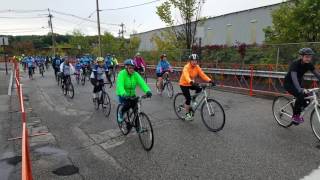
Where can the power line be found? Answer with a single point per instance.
(21, 11)
(132, 6)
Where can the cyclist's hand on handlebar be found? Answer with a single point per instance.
(148, 94)
(212, 83)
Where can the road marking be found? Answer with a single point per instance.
(10, 83)
(314, 175)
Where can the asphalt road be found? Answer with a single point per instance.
(251, 145)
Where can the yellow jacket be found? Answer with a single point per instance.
(189, 73)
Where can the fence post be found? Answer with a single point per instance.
(251, 80)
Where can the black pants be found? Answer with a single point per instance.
(300, 101)
(97, 87)
(186, 92)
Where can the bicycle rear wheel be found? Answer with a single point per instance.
(212, 115)
(106, 104)
(178, 105)
(123, 125)
(315, 123)
(282, 109)
(83, 79)
(145, 131)
(169, 88)
(70, 90)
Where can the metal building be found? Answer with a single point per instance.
(243, 26)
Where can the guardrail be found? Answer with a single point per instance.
(26, 164)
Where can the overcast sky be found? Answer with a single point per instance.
(142, 18)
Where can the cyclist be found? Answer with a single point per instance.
(108, 65)
(66, 69)
(163, 67)
(96, 76)
(78, 68)
(56, 64)
(293, 81)
(127, 82)
(187, 81)
(30, 64)
(139, 63)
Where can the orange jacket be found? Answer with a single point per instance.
(189, 73)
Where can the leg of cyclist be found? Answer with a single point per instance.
(299, 104)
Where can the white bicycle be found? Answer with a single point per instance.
(282, 108)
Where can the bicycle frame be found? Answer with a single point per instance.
(313, 104)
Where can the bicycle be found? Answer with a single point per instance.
(41, 70)
(215, 111)
(83, 78)
(140, 121)
(67, 87)
(282, 109)
(166, 86)
(104, 100)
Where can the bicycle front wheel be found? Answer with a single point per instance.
(169, 88)
(145, 131)
(106, 104)
(212, 115)
(178, 105)
(70, 91)
(282, 109)
(315, 123)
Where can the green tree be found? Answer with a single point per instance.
(295, 21)
(189, 11)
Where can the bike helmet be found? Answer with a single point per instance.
(193, 57)
(306, 51)
(100, 59)
(163, 55)
(128, 62)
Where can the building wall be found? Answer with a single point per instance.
(244, 26)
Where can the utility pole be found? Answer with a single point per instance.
(99, 33)
(122, 30)
(52, 35)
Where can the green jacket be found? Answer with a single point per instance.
(126, 84)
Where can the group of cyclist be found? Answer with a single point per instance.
(129, 78)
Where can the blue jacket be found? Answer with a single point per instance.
(162, 66)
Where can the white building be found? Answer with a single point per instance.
(243, 26)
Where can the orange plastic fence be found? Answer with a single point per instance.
(26, 163)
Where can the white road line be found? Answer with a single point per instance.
(10, 83)
(314, 175)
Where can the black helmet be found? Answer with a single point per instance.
(193, 57)
(306, 51)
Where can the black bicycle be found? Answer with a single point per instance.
(135, 118)
(67, 87)
(212, 112)
(103, 99)
(166, 86)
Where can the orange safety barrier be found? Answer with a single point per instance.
(26, 163)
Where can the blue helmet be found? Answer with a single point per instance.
(128, 62)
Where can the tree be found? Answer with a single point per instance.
(295, 21)
(189, 11)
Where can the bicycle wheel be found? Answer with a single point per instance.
(159, 91)
(212, 115)
(145, 131)
(169, 88)
(83, 79)
(282, 109)
(123, 125)
(315, 123)
(178, 105)
(70, 90)
(106, 104)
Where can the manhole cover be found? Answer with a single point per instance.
(66, 170)
(13, 160)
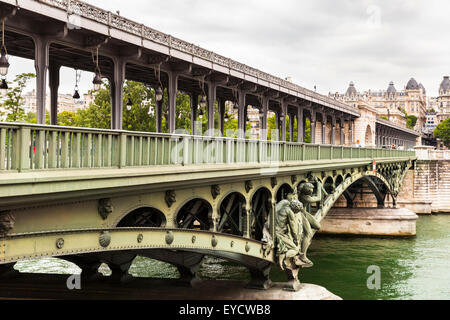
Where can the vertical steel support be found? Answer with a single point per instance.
(222, 111)
(324, 125)
(211, 107)
(194, 106)
(117, 83)
(241, 115)
(54, 85)
(283, 122)
(313, 126)
(333, 131)
(173, 89)
(41, 63)
(291, 127)
(342, 132)
(300, 126)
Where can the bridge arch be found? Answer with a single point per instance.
(195, 214)
(142, 216)
(232, 214)
(338, 180)
(283, 190)
(329, 185)
(368, 140)
(261, 208)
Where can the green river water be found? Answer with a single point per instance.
(413, 268)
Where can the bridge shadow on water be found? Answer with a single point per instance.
(411, 268)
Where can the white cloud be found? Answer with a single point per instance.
(325, 43)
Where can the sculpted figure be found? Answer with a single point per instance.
(288, 231)
(105, 208)
(7, 221)
(267, 240)
(306, 194)
(310, 222)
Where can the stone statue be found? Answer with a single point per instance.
(288, 231)
(7, 221)
(267, 240)
(105, 208)
(306, 194)
(295, 227)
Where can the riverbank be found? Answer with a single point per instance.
(411, 268)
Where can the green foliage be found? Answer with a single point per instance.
(411, 121)
(13, 103)
(98, 114)
(66, 119)
(139, 116)
(443, 132)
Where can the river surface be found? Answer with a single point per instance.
(413, 268)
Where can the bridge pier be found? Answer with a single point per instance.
(187, 263)
(370, 221)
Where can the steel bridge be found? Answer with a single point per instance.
(91, 196)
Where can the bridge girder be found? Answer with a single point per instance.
(29, 240)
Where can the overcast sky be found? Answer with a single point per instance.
(326, 43)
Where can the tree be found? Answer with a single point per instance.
(411, 121)
(13, 103)
(98, 114)
(443, 132)
(67, 119)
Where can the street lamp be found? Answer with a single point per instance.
(129, 104)
(203, 102)
(159, 94)
(3, 87)
(76, 95)
(4, 63)
(159, 91)
(98, 76)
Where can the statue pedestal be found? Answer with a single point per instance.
(236, 290)
(38, 286)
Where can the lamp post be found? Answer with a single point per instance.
(4, 63)
(76, 94)
(98, 76)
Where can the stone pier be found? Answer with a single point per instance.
(370, 221)
(426, 189)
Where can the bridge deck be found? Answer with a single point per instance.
(26, 147)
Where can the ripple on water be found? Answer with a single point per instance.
(413, 268)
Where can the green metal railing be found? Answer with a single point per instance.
(26, 147)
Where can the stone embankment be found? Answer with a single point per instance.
(426, 189)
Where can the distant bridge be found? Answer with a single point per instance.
(92, 196)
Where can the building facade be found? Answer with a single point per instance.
(391, 104)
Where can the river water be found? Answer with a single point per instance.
(413, 268)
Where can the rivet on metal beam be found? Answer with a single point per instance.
(273, 182)
(248, 186)
(215, 191)
(60, 243)
(214, 241)
(169, 237)
(294, 179)
(105, 239)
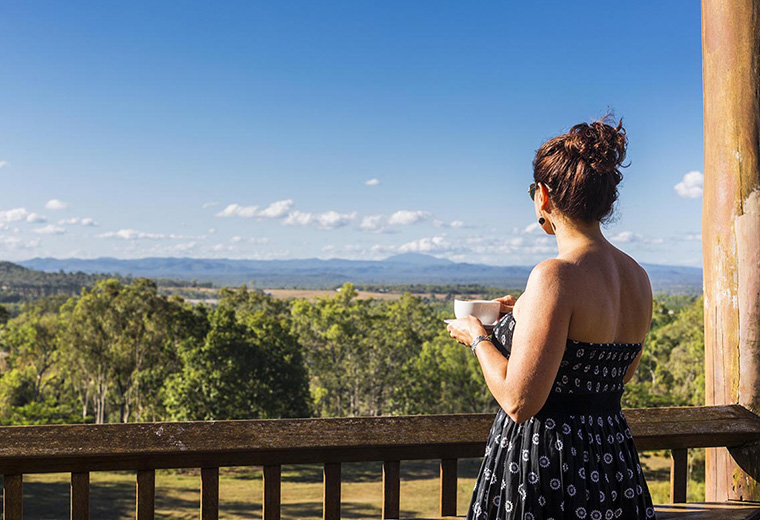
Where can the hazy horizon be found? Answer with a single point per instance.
(343, 130)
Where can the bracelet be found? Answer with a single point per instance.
(476, 341)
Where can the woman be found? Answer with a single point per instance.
(557, 360)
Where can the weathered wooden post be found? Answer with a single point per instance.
(731, 231)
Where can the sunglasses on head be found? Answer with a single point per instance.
(532, 189)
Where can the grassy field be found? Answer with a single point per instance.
(112, 494)
(311, 294)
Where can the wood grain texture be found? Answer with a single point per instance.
(80, 496)
(13, 497)
(678, 475)
(331, 495)
(209, 493)
(272, 496)
(448, 487)
(731, 226)
(146, 494)
(143, 446)
(391, 488)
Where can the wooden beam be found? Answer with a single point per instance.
(731, 228)
(142, 446)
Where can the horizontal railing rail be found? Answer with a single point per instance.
(209, 445)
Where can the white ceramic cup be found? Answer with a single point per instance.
(487, 311)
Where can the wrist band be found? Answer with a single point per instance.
(476, 341)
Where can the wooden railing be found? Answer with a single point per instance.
(145, 447)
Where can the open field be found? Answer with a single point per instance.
(112, 494)
(311, 294)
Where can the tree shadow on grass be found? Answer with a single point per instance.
(299, 510)
(50, 500)
(108, 500)
(356, 472)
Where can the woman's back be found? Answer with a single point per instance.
(609, 293)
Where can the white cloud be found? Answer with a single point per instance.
(132, 234)
(333, 219)
(404, 217)
(426, 245)
(55, 204)
(87, 222)
(532, 228)
(276, 209)
(631, 237)
(298, 218)
(690, 186)
(50, 229)
(14, 215)
(453, 224)
(326, 220)
(627, 236)
(372, 222)
(15, 244)
(236, 210)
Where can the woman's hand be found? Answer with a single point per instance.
(466, 329)
(507, 303)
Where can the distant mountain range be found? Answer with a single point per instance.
(313, 273)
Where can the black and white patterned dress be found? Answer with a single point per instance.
(575, 459)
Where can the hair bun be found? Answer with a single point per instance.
(600, 144)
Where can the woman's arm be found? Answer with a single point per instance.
(522, 384)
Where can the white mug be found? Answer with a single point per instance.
(487, 311)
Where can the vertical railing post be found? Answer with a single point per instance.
(146, 494)
(678, 475)
(448, 487)
(13, 497)
(391, 489)
(209, 493)
(80, 496)
(271, 505)
(331, 496)
(731, 230)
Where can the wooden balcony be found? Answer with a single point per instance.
(145, 447)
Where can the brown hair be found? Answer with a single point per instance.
(581, 168)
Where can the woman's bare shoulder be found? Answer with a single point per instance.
(554, 275)
(634, 271)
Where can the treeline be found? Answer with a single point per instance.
(450, 290)
(125, 352)
(18, 283)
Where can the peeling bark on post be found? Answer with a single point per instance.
(731, 230)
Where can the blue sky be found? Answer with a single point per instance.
(336, 129)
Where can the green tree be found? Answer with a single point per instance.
(248, 366)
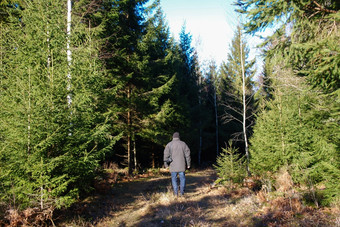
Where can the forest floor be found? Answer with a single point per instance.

========

_The exercise_: Please write out the stretch of the entries from the line containing "Where can the peeling" through the last line of the entries, word for word, leaving out the pictures.

_Response_:
Where can the peeling bark on post be found? Answer with a single point per instance.
(731, 230)
Where can the blue sky be found? Answer with a single point per instance.
(336, 129)
Where can the green tree be found? Answer with a single point per instance.
(248, 366)
Where can the forest floor be found? Answer with a single point per instance.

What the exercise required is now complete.